#### Input
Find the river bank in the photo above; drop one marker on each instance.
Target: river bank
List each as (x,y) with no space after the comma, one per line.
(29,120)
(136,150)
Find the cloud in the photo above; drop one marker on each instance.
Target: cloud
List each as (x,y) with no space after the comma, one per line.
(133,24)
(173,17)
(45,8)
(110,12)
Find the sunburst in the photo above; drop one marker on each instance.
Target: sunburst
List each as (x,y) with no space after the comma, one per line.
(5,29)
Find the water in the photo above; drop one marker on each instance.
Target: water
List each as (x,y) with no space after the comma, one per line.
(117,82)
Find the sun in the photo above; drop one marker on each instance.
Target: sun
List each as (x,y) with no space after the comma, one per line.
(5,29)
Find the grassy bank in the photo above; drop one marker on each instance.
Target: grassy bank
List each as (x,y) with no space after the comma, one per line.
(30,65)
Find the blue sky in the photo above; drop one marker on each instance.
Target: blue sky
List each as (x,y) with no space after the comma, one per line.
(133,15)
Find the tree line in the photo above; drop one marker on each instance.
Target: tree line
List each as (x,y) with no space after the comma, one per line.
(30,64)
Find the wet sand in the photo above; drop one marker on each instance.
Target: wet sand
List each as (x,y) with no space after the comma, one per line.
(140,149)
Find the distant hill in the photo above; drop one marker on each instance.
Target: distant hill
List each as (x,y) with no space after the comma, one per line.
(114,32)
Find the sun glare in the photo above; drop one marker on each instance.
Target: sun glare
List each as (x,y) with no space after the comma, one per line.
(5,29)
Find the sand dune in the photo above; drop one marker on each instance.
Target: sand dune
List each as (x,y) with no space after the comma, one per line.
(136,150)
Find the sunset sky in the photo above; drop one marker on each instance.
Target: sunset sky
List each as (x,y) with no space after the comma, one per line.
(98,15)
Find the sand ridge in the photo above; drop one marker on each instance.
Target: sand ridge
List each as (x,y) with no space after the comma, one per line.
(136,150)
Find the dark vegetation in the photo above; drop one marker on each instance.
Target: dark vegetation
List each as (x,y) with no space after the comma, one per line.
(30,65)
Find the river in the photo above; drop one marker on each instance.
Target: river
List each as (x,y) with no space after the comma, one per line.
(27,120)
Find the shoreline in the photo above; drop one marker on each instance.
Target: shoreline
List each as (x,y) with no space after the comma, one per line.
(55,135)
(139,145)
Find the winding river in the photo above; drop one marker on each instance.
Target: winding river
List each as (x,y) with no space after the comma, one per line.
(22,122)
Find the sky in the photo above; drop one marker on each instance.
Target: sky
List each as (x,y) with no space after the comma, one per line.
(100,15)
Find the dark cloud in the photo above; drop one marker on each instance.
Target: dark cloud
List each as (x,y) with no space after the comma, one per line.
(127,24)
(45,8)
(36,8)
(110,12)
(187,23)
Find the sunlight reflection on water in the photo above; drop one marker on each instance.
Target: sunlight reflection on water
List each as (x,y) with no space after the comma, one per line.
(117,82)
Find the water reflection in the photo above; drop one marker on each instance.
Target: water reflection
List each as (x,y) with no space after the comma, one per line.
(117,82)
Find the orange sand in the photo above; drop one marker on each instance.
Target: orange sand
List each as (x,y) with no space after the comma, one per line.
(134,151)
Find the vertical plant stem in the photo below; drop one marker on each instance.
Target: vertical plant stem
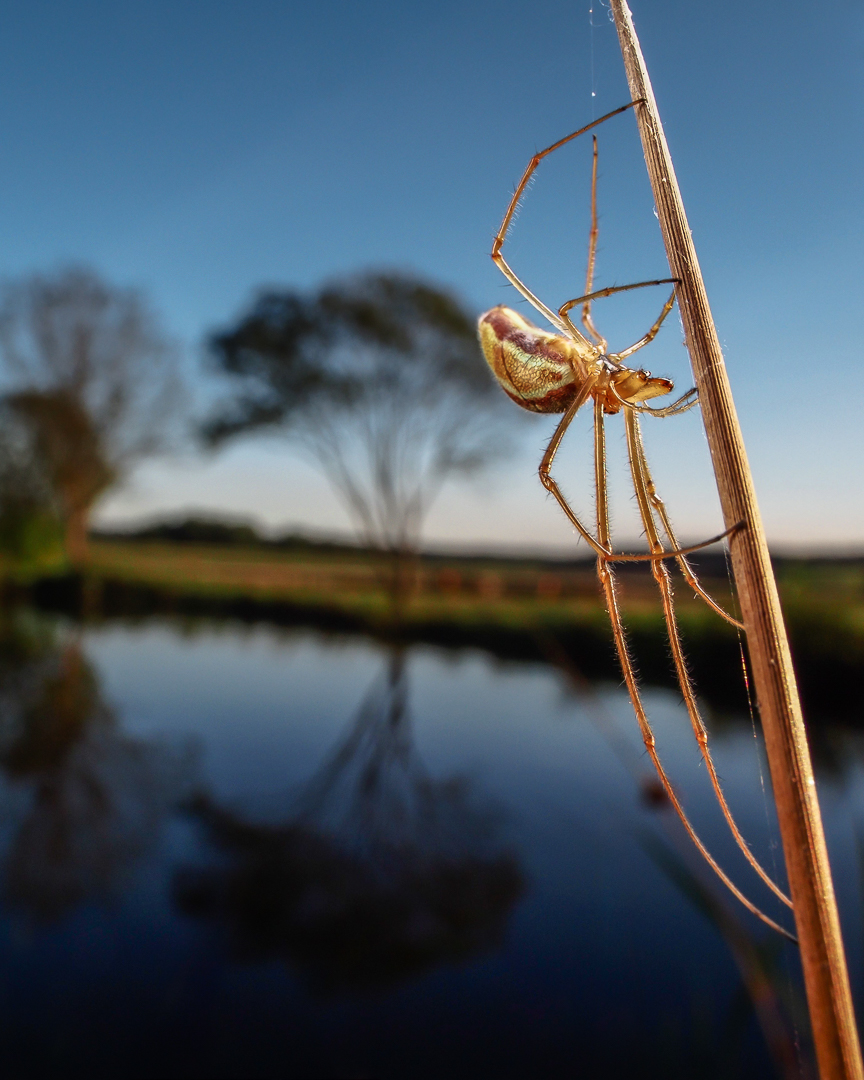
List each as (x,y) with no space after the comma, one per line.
(825,974)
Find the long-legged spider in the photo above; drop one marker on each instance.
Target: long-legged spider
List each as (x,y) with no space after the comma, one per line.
(558,373)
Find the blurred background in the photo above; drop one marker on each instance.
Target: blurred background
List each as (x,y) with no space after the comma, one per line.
(314,758)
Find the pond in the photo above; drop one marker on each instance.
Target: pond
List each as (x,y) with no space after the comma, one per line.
(255,852)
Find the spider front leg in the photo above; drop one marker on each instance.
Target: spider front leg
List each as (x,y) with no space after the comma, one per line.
(511,210)
(639,461)
(640,484)
(606,575)
(545,466)
(610,291)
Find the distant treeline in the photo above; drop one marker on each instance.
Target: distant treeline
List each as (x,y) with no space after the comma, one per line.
(199,529)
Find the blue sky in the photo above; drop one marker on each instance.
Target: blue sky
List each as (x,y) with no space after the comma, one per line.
(201,150)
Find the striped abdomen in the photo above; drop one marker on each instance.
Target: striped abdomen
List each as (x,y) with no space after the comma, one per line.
(540,370)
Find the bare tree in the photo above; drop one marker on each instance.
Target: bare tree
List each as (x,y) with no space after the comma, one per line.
(380,379)
(92,379)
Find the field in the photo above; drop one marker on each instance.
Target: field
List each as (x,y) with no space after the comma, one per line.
(515,608)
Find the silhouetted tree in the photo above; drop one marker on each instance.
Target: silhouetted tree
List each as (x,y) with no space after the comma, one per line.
(381,874)
(91,378)
(379,376)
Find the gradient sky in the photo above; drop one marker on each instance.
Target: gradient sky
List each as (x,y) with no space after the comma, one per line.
(203,149)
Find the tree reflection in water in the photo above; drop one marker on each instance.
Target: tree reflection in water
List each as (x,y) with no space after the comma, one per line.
(97,796)
(381,873)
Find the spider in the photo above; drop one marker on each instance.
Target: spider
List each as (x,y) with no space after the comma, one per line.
(561,372)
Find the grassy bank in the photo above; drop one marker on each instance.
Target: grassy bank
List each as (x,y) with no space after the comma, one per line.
(543,609)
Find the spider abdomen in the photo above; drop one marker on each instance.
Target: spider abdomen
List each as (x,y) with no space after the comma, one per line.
(540,370)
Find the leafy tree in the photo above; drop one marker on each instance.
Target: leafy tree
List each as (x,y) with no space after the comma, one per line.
(377,376)
(91,378)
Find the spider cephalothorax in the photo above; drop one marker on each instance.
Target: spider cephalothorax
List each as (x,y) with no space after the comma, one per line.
(543,372)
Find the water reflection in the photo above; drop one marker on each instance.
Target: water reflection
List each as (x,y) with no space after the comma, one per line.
(381,873)
(97,796)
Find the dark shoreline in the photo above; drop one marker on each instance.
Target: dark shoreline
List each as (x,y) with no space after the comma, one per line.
(828,662)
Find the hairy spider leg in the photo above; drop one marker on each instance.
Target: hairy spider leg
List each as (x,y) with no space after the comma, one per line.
(637,467)
(551,485)
(662,513)
(606,576)
(610,291)
(499,239)
(592,255)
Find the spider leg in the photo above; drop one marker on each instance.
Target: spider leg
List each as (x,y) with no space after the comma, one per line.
(592,256)
(660,508)
(685,403)
(675,552)
(651,333)
(545,466)
(609,291)
(640,482)
(500,235)
(606,576)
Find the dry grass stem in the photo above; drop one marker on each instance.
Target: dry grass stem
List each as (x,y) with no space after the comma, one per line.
(826,979)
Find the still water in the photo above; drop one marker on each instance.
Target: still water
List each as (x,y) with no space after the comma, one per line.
(233,852)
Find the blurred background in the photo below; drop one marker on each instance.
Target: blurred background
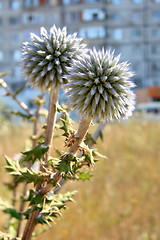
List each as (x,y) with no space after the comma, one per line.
(122,202)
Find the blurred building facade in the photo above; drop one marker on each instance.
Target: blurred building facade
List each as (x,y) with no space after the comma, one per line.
(131,27)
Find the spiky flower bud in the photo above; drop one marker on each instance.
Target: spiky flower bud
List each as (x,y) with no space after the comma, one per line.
(46,58)
(99,86)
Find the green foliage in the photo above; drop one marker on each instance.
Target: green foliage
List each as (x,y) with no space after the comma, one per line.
(36,153)
(20,114)
(49,206)
(46,204)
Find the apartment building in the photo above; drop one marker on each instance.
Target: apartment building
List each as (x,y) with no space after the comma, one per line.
(131,27)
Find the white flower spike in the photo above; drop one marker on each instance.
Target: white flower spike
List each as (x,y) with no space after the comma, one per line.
(46,58)
(99,86)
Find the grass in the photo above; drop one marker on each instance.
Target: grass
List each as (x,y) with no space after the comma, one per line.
(122,201)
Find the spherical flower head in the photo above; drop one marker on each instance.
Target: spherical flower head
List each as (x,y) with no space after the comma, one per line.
(99,86)
(46,57)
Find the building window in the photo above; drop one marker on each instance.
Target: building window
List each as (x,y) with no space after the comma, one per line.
(53,2)
(137,1)
(136,17)
(156,33)
(137,51)
(156,1)
(16,55)
(136,33)
(54,19)
(14,20)
(92,1)
(92,32)
(1,56)
(116,1)
(15,38)
(14,4)
(66,2)
(30,3)
(155,49)
(16,72)
(43,2)
(117,34)
(115,17)
(33,19)
(93,14)
(156,15)
(156,68)
(72,16)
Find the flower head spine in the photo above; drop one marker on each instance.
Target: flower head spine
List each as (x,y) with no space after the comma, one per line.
(46,57)
(99,86)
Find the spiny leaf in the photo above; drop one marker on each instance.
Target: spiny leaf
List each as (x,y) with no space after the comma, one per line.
(19,90)
(84,176)
(35,153)
(20,114)
(13,213)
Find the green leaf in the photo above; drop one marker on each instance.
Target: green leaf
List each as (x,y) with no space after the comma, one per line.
(19,90)
(5,236)
(13,213)
(35,153)
(20,114)
(97,154)
(12,166)
(101,135)
(84,176)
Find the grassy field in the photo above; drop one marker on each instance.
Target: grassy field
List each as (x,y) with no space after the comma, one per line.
(122,201)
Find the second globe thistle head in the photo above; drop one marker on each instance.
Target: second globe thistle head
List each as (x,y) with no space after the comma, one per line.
(99,86)
(46,57)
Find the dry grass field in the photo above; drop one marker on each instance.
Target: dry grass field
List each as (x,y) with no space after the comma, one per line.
(122,201)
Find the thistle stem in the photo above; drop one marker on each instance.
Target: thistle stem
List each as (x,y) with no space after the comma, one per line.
(34,142)
(52,111)
(4,85)
(80,134)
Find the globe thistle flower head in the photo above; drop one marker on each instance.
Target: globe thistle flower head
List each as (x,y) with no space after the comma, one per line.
(99,86)
(46,57)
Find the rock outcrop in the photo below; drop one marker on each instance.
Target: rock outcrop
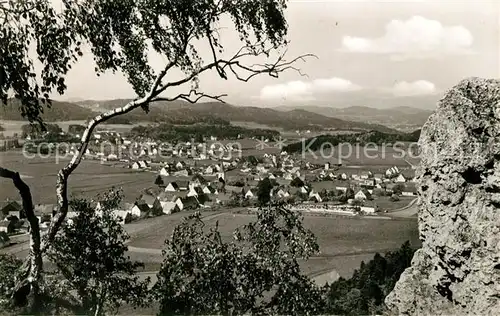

#### What is required
Your answer must be every line from the entries that contains the string "dune", copied as it stands.

#### Solution to the exercise
Find the sand dune in the photo above; drop one marker on each instance.
Target: sand dune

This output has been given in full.